◆ Work to be completed:
Print each line of the listing once more, precisely as given.

◆ Provided information:
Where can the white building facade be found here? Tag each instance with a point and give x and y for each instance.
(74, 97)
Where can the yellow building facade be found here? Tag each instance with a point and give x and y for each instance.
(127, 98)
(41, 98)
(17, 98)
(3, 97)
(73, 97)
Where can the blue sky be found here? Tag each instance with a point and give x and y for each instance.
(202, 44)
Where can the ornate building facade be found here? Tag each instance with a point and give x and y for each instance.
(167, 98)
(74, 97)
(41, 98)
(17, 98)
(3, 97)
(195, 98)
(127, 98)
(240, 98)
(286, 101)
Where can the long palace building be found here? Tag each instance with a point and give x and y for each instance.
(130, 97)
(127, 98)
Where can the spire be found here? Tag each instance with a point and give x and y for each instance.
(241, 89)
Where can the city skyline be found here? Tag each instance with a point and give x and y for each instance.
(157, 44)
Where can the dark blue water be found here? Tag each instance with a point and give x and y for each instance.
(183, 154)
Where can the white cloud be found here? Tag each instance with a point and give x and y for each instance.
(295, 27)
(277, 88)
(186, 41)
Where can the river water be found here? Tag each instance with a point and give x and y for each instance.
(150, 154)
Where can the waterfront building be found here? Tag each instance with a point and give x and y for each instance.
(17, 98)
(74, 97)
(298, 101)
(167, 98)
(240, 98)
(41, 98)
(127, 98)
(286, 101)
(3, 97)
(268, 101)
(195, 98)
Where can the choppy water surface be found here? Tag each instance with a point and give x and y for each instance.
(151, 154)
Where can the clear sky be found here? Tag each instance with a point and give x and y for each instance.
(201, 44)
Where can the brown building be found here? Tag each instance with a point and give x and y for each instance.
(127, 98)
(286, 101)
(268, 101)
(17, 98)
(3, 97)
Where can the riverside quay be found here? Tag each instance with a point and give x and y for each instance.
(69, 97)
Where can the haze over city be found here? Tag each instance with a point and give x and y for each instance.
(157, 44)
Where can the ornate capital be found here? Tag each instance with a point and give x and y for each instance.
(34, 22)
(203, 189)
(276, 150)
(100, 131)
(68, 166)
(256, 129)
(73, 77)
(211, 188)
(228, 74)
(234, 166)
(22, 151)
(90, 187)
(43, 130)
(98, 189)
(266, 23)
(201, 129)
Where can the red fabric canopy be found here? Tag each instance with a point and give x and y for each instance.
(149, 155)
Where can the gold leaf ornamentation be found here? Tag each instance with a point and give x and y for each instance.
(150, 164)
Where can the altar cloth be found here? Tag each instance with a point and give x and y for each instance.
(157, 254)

◆ Expected answer:
Where can the white building facade be found here? Tag each instance with a point and give x and y for each instance.
(74, 97)
Where can the yellow building facade be found here? Tag each instance with a point and give x and y for each instance.
(127, 98)
(41, 98)
(17, 98)
(3, 97)
(73, 97)
Where can the blue sky be found here? Tag each instance with a point and give x and y for each instance.
(202, 44)
Where can the ornate building facade be found here? Tag each instance with a point and give x and y for each instance.
(167, 98)
(74, 97)
(41, 98)
(17, 98)
(3, 97)
(195, 98)
(127, 98)
(240, 98)
(286, 101)
Where can the long palace building be found here? Tag each instance with a point and give x and y for each instance.
(130, 97)
(127, 98)
Where can the spire be found here? Tag each instance with a point and give x and y for each instance.
(241, 89)
Where can the city skyline be found here? Tag each instance with a point and give x and y for each instance.
(157, 44)
Where can the dark blue water be found here? Tag each instance with a point and give x and y for each instance.
(183, 154)
Where can the white cloud be found here? Tag each instance with a point and give x and y for each instance.
(295, 27)
(277, 88)
(186, 41)
Where can the river water be found here? Tag each instance with a point and give x and y for each instance.
(150, 154)
Where can the waterfront building be found here? Tag each instance with a point and give x and y for each instance.
(17, 98)
(74, 97)
(298, 101)
(167, 98)
(240, 98)
(41, 98)
(127, 98)
(286, 101)
(3, 97)
(268, 101)
(195, 98)
Where can the choppy water surface be found here? Tag each instance with a point and give x and y for each instance.
(151, 154)
Where can the clear sky be found here? Tag each instance with a point and give x and y for each instance.
(201, 44)
Where can the brown building be found here? Tag each instance with a point and give x and y for each instance.
(127, 98)
(286, 101)
(268, 101)
(17, 98)
(3, 97)
Where can the riverside quay be found here? Tag each instance with a point and give x and y for each instance.
(69, 97)
Where can the haze over city be found here? Tag each instance with a point and give x and y for each instance.
(157, 44)
Where can the ornate capital be found here? Tag each instance with a point and give x and y for each instance.
(34, 22)
(203, 189)
(276, 150)
(100, 131)
(68, 166)
(256, 129)
(73, 77)
(211, 188)
(228, 74)
(234, 166)
(22, 151)
(90, 187)
(43, 130)
(98, 189)
(266, 23)
(201, 129)
Where can the red fabric canopy be found here? Tag each instance with a point and give x and y for each instance.
(149, 155)
Where can the gold leaf ornamentation be found here? Tag each instance with a point and give x and y for each instance.
(150, 164)
Where can the altar cloth be found here? Tag each instance with a point and give x and y for each instance.
(157, 254)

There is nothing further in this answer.